Задание:
Измените фрагмент исходного отрывка, который начинается словами «Лейтенант рассказал, что» и заканчивается словами «патриотами, убежденными антибольшевиками.»: запишите его заново, поставив «военные» вместо «офицеры».

Свершилось. Пришли немцы! — страница 68 из 73

[311]. Здесь я впервые увидел немецкий журнал «Унтерменш», привезенный лейтенантом Машковым.

– Вот, – говорит он дрожащим от негодования голосом, – вот посмотрите, что они делают, как изображают русского человека, какую ненависть в своем народе стремятся поднять против нас. Все погубят: и себя, и нас. Что у них вообще происходит? Правая рука не знает, что делает левая. Зимой приезжал к нам сюда генерал Бернгард, командующий тыловой областью[312]. С речью к нам обратился: вы, говорит, наши союзники, мы вместе должны идти против большевизма – и вашего, и нашего врага. А приезжаю в Берлин – мне «Унтерменш» в Дабендорфе показывают.

А хорошо там, в школе пропагандистов, – говорит лейтенант. – Вот где немцев кроют! Не стесняются. Там есть преподаватель Зайцев[313]. Вот кроет! Да так только и можно, иначе ничего не добьемся. По морде прямо надо! А то ведь погубят, если уже не погубили.

Лейтенант рассказал, что в Дабендорф съезжаются офицеры со всего фронта, что некоторые приезжают туда с пробольшевистскими настроениями, другие, наоборот, с пронемецкими, а уезжают все горячими русскими патриотами, убежденными антибольшевиками.

Записи указания на именованные объекты:
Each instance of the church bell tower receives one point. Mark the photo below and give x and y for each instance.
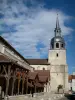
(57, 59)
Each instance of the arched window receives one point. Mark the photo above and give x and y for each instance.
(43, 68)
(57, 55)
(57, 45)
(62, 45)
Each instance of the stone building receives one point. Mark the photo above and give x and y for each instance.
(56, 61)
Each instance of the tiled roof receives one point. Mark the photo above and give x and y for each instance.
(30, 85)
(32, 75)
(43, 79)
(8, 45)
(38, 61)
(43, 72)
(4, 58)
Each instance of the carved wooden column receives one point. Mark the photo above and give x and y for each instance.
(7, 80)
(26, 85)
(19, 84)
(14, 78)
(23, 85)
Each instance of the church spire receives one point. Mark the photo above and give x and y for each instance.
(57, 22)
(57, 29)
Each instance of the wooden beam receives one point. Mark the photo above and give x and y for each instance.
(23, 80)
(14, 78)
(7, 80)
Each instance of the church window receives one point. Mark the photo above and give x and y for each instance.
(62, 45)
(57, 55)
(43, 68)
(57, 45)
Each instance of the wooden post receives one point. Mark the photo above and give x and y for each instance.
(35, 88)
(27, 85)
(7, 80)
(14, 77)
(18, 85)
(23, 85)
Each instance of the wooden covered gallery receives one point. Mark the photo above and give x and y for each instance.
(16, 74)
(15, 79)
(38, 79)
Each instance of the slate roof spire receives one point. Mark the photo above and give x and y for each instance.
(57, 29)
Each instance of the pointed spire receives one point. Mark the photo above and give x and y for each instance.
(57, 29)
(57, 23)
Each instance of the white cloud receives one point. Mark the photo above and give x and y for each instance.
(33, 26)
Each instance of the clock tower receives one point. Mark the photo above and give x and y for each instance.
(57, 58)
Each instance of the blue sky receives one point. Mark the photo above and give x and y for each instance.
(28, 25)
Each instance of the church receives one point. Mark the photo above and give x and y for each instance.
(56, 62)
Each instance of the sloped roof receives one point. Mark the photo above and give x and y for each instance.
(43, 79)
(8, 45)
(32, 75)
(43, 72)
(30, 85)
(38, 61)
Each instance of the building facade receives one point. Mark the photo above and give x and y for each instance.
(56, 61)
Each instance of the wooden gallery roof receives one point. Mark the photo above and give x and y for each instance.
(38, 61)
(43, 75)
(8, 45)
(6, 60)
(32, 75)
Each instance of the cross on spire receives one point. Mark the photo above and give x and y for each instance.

Полный ответ:
Лейтенант рассказал, что в Дабендорф съезжаются военные со всего фронта, что некоторые приезжают туда с пробольшевистскими настроениями, другие, наоборот, с пронемецкими, а уезжают все горячими русскими патриотами, убежденными антибольшевиками.